» Directions: Provide an exact transcription of all the records.

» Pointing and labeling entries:
# # # #

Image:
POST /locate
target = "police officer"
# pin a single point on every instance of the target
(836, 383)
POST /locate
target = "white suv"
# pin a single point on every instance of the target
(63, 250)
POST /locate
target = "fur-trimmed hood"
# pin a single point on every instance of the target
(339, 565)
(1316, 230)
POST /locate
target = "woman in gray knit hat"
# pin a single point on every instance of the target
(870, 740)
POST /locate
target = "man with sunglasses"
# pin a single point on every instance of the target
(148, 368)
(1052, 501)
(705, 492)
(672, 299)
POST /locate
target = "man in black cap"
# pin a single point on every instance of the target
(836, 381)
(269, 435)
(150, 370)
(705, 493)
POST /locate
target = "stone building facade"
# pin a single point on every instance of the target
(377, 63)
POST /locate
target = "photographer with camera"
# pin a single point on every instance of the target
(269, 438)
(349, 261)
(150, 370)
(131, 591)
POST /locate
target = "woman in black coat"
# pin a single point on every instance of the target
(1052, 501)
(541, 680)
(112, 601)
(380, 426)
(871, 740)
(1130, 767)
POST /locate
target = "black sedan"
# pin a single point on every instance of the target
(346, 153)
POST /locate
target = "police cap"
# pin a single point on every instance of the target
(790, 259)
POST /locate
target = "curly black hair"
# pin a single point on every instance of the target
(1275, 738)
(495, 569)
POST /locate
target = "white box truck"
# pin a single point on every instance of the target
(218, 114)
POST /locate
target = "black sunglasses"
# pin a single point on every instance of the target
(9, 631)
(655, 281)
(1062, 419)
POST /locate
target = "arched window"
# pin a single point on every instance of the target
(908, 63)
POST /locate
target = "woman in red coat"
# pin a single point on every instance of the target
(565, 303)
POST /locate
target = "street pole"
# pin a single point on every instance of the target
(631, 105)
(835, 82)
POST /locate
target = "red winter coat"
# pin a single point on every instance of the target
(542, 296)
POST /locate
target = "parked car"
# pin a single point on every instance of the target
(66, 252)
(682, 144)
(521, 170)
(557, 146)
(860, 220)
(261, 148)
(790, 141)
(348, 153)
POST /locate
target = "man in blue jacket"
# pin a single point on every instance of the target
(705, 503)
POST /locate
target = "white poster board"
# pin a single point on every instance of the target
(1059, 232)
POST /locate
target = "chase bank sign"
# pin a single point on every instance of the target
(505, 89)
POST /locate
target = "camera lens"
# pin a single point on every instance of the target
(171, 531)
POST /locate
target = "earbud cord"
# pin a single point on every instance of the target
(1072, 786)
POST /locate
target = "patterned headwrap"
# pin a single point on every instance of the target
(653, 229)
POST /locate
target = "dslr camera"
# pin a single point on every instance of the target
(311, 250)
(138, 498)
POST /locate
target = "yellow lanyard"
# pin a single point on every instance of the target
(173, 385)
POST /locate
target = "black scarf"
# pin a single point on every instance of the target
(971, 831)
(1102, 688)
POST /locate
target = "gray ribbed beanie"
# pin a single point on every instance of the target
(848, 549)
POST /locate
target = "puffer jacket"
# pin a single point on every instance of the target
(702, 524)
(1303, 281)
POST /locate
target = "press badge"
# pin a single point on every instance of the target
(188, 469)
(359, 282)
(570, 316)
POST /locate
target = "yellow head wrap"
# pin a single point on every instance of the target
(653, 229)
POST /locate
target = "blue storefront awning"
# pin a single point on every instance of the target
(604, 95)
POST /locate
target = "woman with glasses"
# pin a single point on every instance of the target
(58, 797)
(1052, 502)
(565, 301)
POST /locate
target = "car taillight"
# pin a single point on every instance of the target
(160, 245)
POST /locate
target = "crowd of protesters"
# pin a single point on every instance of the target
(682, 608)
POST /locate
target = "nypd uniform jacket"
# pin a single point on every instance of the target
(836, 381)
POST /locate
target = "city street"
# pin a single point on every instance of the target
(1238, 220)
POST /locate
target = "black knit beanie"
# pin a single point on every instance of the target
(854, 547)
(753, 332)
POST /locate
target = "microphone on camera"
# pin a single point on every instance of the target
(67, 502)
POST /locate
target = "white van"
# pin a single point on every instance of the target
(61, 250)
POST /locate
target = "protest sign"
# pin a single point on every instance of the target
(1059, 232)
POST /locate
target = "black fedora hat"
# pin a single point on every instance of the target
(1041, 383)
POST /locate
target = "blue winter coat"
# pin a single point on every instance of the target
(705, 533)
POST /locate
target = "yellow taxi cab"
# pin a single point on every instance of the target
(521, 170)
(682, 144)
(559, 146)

# # # #

» Output of the task:
Image:
POST /locate
target = "police officer"
# pin a single point on every instance of the target
(836, 383)
POST /locate
target = "white suv"
# pin a single point on every instance of the target
(63, 250)
POST /locate
target = "fur-trimmed hood"
# pin a single point on every instance of the target
(339, 565)
(1316, 230)
POST /locate
target = "woman in gray knit hat"
# pin a single point on every instance of the target
(870, 740)
POST /locate
target = "man with sunglasses"
# pin a single point on every instance of the target
(148, 368)
(1052, 501)
(705, 492)
(672, 299)
POST /locate
target = "man in black cap"
# pin a single point on every instance of the target
(836, 381)
(269, 435)
(150, 370)
(705, 493)
POST /locate
target = "stone building facade"
# pin a single point on every instance of the target
(377, 63)
POST /locate
target = "photographer with camera"
# pin a single point on every instance of the target
(269, 438)
(349, 261)
(150, 370)
(131, 591)
POST /locate
target = "woman in black coat"
# pin a single point on every instance of the target
(1052, 501)
(541, 680)
(112, 601)
(380, 426)
(871, 740)
(1130, 767)
POST /locate
target = "black sedan"
# pin a single point on every instance of the target
(346, 153)
POST /locate
target = "police cap"
# pin a single point on every instance of the target
(790, 259)
POST /locate
target = "curly black hair"
# pin a single point on every instance of the target
(1275, 738)
(495, 569)
POST /locate
target = "white box truck"
# pin a single point on every instance of the target
(218, 114)
POST /locate
target = "black sunglasses"
# pin a single point on every instance of the target
(9, 631)
(655, 281)
(1062, 419)
POST /locate
target = "arched window"
# pin a single point on every instance of the target
(908, 63)
POST /locate
target = "woman in red coat"
# pin a single point on every instance of the target
(565, 303)
POST /locate
target = "street pole"
# pin a single point on every instance of the target
(631, 105)
(835, 82)
POST /locate
target = "red winter coat"
# pin a single point on every instance of the target
(542, 296)
POST /locate
target = "parked car"
# pin a single point on every instance of the target
(66, 252)
(682, 144)
(521, 170)
(557, 146)
(860, 220)
(261, 148)
(790, 141)
(348, 153)
POST /locate
target = "man in blue jacket"
# pin a single point on every instance of the target
(705, 503)
POST /locate
target = "white poster board"
# pin a single point on every instance of the target
(1059, 232)
POST /locate
target = "chase bank sign"
# pin a single point on every instance of the target
(505, 89)
POST /locate
target = "camera lens"
# pin a single point on every instance of the target
(171, 531)
POST /locate
target = "earbud cord"
# pin a single point on every instance of the target
(1072, 786)
POST /locate
target = "patterned headwrap"
# pin a single point on every instance of the target
(653, 229)
POST /locate
target = "dslr camera"
# pin a single point on every instance of the target
(311, 250)
(138, 498)
POST /locate
target = "yellow lanyard"
# pin a single point on every instance of the target
(173, 385)
POST /locate
target = "black scarf"
# pin a single point on every instance of the target
(971, 831)
(1102, 688)
POST /locate
target = "gray ribbed beanie"
# pin a single point on every instance of the target
(848, 549)
POST /locate
target = "puffer jacket"
# pin a single point on every instance of the target
(702, 524)
(1303, 281)
POST /locate
target = "press badge"
# pin a single point on every instance of the target
(188, 469)
(359, 282)
(570, 316)
POST /locate
target = "yellow head wrap"
# pin a single point on every instance of the target
(653, 229)
POST /locate
target = "blue storefront awning"
# pin a single point on every instance of the target
(604, 95)
POST /locate
target = "woman with glasses"
# pin a single point on every instance of the target
(58, 797)
(1052, 502)
(565, 301)
POST /locate
target = "car taillight"
# pin a single point on every instance of the target
(160, 245)
POST /locate
target = "crowd of protesters"
# pin a single point on every instance of the target
(682, 608)
POST /locate
target = "nypd uniform jacket"
# pin a single point on every instance of the target
(836, 381)
POST /locate
target = "city street"
# pin a single point on every instance of the target
(1238, 220)
POST /locate
target = "black knit beanie"
# pin a single point on every instance of the target
(854, 547)
(753, 332)
POST /locate
target = "microphone on camera"
# pin a single point on every instance of the target
(67, 502)
POST /locate
target = "white van"
# pin a single point on every instance of the target
(61, 250)
POST /locate
target = "protest sign"
# pin a single point on every instance of the target
(1059, 232)
POST /locate
target = "black fedora hat"
# pin a single point on every instance of the target
(1041, 383)
POST /locate
target = "blue winter coat"
# pin a single point on every instance of the target
(705, 533)
POST /locate
target = "yellow taxi cab"
# pin a single point on every instance of the target
(521, 170)
(682, 144)
(559, 146)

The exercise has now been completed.